■ **BRIEF A**:
In the Egypt and Nubia text, rewrite the span that begins at "Beginning around 1550" and stops after "the New Kingdom.". Put "Egyptian New Kingdom" wherever "New Kingdom" appears.
■ **BRIEF B**:
According to the Egypt and Nubia text, what goods were traded through Nubia between Egypt and sub-Saharan Africa?

■ **SOURCE PASSAGE**:
Beginning around 1550 BCE the New Kingdom rose to dominance in Egypt. The best known of these leaders was the pharaoh Hatshepsut. She pushed the borders of the kingdom to the South and into Nubia, where she could control the reserves of gold. Importantly, Hatshepsut ruled as a king -- she employed male pronouns and she was depicted visually as a bearded man. This strategy of rule raises important questions about gender and authority in the New Kingdom.
Part of the novelty of ancient Egypt is centered on the ability of its rulers to imagine new ways of creating, consolidating, and expanding power. They did this in part through military prowess and by expanding the territories under their control. But they also achieved this aim by unifying the different parts of the country and by using religion as a way of legitimizing political power. In these ways, we can begin to see some of the forms that power would take when it was expressed in the form of empire. 4.3 Nubia
A second important political entity developed in East Africa during this period as well. Nubia -- whose kings also ruled for a time as Pharaohs of Egypt -- lets us see a different strategy at work when it comes to the question of political consolidation. Nubia is located around the upper Nile, to the south of pharaonic Egypt. The state of Kush, with its capital city Kerma, was the first to unify the various regions between 1700 and 1500 BCE. Kerma and Kushite Nubia represented an early experiment with powerful centralized city-states. Kerma exerted influence throughout the upper Nile and the city, which was known for its strong mud-bricked architecture, was the location of impressive palatial architecture. Kerma was not just a political center, however, it was also a powerful military and commercial center. Nubia was a conduit for trade between Egypt and sub-Saharan Africa. This cross-cultural trade took place over long distances and consisted of trade in gold, ivory, and slaves.

■ **DATA EXCERPTS**:
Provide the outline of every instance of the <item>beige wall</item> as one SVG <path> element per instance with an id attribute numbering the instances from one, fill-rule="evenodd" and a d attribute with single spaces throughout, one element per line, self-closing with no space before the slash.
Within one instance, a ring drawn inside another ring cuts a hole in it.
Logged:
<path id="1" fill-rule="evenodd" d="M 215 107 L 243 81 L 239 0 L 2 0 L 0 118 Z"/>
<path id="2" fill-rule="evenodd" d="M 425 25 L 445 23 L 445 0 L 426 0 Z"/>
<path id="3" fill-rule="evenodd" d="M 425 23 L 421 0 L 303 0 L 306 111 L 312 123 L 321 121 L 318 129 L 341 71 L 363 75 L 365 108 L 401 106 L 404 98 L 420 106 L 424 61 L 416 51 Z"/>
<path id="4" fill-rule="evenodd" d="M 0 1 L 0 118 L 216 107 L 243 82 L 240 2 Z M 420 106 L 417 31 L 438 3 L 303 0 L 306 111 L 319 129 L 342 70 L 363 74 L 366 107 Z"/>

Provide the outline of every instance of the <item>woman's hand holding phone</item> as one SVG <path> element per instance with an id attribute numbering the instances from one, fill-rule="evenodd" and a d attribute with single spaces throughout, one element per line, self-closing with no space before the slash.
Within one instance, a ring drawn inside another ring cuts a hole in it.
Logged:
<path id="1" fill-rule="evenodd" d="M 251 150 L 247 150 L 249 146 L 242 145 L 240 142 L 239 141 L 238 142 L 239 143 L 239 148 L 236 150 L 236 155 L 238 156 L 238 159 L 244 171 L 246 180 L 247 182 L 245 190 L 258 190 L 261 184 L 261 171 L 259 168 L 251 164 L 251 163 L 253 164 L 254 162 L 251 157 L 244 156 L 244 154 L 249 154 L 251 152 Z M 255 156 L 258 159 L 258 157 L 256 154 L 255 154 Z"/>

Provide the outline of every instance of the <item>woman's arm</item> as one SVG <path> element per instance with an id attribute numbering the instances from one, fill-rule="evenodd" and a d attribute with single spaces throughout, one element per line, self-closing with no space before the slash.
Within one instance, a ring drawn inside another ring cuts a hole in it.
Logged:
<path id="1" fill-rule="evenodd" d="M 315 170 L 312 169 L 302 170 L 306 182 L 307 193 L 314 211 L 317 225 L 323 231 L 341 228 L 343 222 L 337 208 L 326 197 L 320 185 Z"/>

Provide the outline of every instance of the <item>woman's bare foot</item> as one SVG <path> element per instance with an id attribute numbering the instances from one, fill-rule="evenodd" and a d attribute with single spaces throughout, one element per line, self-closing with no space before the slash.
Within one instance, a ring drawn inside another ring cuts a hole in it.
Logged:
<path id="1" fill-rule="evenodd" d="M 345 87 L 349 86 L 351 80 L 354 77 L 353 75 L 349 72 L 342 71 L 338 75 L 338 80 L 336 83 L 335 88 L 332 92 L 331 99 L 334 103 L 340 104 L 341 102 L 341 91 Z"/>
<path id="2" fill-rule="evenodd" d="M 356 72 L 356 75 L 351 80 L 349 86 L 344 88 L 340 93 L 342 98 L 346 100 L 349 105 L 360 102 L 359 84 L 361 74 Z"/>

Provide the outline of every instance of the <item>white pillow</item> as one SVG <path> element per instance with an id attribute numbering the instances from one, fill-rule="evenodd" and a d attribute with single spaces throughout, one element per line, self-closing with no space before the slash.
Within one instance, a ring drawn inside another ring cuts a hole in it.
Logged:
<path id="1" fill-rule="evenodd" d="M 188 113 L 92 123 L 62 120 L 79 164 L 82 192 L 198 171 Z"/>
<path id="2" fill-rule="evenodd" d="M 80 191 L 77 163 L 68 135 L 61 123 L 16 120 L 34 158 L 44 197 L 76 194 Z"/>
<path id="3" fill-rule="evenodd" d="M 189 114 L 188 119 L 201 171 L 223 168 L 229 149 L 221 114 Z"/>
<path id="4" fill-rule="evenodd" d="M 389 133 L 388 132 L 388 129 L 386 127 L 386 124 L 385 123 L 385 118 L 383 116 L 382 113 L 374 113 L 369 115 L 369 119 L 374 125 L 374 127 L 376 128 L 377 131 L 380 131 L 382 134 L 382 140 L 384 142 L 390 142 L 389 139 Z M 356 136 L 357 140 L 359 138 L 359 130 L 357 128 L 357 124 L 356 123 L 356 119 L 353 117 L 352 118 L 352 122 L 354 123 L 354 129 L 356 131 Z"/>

---

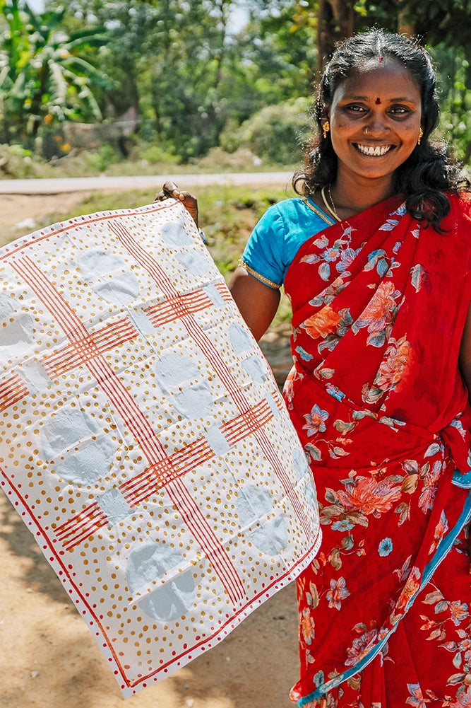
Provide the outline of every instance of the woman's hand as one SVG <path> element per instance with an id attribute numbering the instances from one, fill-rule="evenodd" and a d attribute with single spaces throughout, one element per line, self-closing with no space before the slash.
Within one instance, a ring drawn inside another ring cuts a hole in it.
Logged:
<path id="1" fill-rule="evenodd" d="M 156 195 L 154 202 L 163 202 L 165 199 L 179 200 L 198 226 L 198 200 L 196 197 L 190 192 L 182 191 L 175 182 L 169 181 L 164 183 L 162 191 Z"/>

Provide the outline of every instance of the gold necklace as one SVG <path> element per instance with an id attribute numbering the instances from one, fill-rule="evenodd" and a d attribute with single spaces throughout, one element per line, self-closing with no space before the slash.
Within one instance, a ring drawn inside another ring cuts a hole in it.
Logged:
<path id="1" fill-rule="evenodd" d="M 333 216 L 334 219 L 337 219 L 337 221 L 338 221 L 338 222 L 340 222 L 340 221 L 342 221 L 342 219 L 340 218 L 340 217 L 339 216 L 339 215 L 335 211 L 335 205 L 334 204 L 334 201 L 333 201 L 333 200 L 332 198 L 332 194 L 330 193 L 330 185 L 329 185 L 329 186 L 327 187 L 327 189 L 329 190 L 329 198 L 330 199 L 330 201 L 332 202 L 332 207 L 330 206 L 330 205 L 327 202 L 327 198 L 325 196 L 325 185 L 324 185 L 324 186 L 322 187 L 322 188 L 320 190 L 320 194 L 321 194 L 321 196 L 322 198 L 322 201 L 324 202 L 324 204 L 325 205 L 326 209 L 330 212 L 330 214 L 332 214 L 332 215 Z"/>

■ **WORKED SOLUTION A**:
Beginning around 1550 BCE the Egyptian New Kingdom rose to dominance in Egypt. The best known of these leaders was the pharaoh Hatshepsut. She pushed the borders of the kingdom to the South and into Nubia, where she could control the reserves of gold. Importantly, Hatshepsut ruled as a king -- she employed male pronouns and she was depicted visually as a bearded man. This strategy of rule raises important questions about gender and authority in the Egyptian New Kingdom.

■ **WORKED SOLUTION B**:
Gold, ivory, and slaves.